▶ WRITTEN EXERCISE A: List every Gumbel-softmax temperature value that the passage on speaker training says was tried.

The VQ-VIB Speaker generated communication vectors by first sampling in a 64-dimensional latent space using the reparametrization trick for sampling from a Gaussian and then quantizing to one of the vectors in the codebook. We parametrized VQ-VIB agents with 1024 codebook entries. Traditional VQ architectures sometimes suffer from "codebook collapse" in which only a small fraction of quantized vectors are used. We found that simply using a small positive λ C = 0.01 overcame such issues, likely because regulating complexity increased the stochasticity of encodings, preventing premature settling to local minima. As in standard VQ architectures, we set the hyperparameter β to tradeoff between the committment and embedding losses. In experiments for λ I > 0, we set β = 0.25, the default value. In experiments for λ I = 0, we set β = 0.01; this lower value allowed prototypes to move more, which appeared necessary given the weaker training signal when the informativeness loss was not present. In all experiments, we used an Adam optimizer with default parameters

A.2 ONEHOT SPEAKER

Although the results in our main paper focused on VQ-VIB agents, we conducted some baseline experiments with onehot-based communication (results reported in Appendix C). The onehot speaker produced onehot vectors by passing through a "hard" Gumbel-softmax layer. We used a 1024dimensional Gumbel-softmax layer to allow for up to 1024 unique messages. Training agents with default settings for this layer often failed to achieve better-than-random chance; the speaker often devolved to outputting the same message for all inputs. We explored several methods for addressing such failures, including losses for the message entropy (as discussed in Eccles et al. (2019) , among others) and increasing the temperature parameter of the Gumbel softmax layer (as explored in reference games by Chaabouni et al. (2021a) , among others). Sweeping over entropy weights from 0.0001 to 0.1 (at powers of 10), and temperatures in the set [0.1, 1.0, 10.0, 20.0, 50.0] we achieved the best self-play results by penalizing the message entropy with weight 0.001 and setting the temperature to 20 throughout training, while setting λ C = 0. We note that onehot-based communication appeared much more sensitive to hyperparameter tuning than VQ-VIB agents. Agents were trained using an Adam optimizer with default hyperparameters, except for the learning rate, which we set to 0.0001. This rate led to higher self-play scores compared to 0.001 (the default, which led to unstable training that caused communication collapse) and to 0.00001, which never achieved greater-than-random scores.

▶ WRITTEN EXERCISE B: Repeat the stretch of the records from their start through the line that contains "[[46, 239], [147, 257], [209, 252]]", including both ends, and leave the pictures out of your answer.

[Point labeling examples]
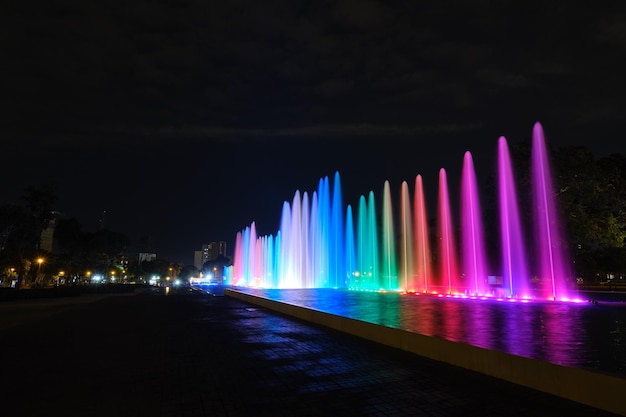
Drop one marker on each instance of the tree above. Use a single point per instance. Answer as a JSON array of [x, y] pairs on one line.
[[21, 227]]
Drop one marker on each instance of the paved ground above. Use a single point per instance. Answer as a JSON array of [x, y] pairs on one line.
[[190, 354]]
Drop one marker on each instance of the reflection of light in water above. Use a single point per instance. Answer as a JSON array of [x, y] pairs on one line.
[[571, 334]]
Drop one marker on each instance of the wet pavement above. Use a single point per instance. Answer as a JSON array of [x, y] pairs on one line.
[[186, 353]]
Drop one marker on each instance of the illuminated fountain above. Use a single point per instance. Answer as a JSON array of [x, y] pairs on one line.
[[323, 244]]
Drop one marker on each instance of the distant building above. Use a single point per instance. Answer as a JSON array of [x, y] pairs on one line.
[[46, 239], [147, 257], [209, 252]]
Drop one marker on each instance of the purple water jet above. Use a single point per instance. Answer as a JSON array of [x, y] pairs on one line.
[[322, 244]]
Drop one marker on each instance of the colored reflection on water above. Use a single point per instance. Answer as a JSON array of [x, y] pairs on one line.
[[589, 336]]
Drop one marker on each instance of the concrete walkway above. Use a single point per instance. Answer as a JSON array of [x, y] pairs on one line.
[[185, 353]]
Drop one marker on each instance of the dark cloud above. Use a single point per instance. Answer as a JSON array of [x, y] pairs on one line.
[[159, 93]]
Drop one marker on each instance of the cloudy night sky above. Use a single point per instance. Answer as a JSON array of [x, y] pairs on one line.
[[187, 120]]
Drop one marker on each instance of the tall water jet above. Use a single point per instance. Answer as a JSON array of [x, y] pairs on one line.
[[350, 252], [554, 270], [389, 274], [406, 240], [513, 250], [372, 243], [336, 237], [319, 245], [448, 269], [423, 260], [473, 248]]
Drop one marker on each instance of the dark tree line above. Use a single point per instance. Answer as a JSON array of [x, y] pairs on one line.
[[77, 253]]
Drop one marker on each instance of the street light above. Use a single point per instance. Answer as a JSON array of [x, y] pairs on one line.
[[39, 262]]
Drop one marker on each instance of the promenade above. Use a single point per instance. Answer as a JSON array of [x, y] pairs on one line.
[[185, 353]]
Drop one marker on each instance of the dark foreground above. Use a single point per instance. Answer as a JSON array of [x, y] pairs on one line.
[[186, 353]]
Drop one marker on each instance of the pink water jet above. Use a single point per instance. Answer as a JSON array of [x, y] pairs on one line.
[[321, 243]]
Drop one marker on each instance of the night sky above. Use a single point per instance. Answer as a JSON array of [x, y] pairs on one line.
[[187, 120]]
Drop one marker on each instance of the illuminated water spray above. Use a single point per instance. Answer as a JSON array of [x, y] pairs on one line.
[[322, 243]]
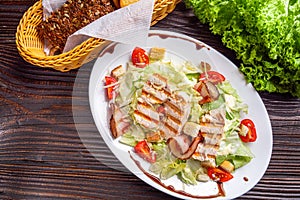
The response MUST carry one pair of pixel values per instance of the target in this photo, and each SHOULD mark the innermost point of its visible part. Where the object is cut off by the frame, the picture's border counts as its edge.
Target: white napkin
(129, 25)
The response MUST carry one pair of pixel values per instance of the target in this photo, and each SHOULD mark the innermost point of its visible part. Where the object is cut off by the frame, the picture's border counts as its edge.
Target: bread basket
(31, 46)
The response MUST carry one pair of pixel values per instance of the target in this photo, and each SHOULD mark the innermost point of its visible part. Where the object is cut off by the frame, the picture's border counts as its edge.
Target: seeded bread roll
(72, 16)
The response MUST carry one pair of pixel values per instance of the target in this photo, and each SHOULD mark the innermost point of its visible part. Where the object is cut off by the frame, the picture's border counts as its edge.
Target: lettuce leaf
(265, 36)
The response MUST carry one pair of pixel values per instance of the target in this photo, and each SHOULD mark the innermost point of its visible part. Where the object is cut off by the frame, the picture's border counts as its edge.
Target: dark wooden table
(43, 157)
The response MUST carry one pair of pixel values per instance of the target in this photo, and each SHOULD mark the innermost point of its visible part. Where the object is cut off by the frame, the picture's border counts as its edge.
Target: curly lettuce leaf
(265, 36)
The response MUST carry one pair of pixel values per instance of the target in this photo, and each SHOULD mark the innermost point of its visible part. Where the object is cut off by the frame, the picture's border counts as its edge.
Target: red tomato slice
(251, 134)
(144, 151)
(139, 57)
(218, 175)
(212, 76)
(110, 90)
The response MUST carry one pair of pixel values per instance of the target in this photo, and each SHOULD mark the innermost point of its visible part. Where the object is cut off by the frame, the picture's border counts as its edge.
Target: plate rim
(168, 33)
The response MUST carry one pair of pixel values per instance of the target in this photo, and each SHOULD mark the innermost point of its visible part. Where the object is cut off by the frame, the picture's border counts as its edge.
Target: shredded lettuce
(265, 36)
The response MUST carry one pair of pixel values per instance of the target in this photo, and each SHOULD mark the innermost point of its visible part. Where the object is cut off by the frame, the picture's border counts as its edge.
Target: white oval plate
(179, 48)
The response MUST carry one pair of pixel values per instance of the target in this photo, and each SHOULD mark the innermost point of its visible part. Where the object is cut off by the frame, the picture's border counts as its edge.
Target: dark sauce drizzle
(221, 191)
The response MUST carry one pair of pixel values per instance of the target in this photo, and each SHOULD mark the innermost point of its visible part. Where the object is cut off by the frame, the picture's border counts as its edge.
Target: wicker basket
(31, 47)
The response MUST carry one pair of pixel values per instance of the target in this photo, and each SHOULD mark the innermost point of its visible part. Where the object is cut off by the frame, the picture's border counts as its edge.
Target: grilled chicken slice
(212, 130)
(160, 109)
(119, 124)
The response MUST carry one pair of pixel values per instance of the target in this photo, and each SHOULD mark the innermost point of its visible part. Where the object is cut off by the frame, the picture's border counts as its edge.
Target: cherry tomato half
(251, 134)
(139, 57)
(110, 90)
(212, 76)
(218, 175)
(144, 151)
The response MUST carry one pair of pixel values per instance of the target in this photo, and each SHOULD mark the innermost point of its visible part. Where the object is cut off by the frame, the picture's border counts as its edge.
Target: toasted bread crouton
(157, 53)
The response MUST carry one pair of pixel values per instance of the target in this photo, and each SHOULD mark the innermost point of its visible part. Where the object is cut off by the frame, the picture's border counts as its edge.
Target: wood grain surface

▶ FINISHED ANSWER A: 0.1, 1.0, 10.0, 20.0, 50.0

▶ FINISHED ANSWER B:
Drop one marker on each instance of the tree above. Use a single point per instance. Answer as a JSON array of [x, y] pairs on one line.
[[21, 227]]
Drop one marker on each instance of the paved ground above. Use a single point per instance. Answer as a JSON array of [x, y] pairs on one line.
[[190, 354]]
Drop one marker on each instance of the reflection of light in water above. Use a single point per instance. Answer as a JSON array of [x, y] pairs on one line.
[[571, 334]]
Drop one marker on each instance of the wet pavement above. Use a single point per instance. Answer as a JSON array of [x, y] pairs on one line.
[[186, 353]]
Drop one marker on each instance of the illuminated fountain above. Use a single point per instance. Answer as a JSON array of [x, y] pairs on one line.
[[323, 244]]
Drop one marker on each instance of the distant building above. Use a single point per instance. Answer as a JSON array of [x, y] pairs on one line.
[[46, 239], [147, 257], [209, 252]]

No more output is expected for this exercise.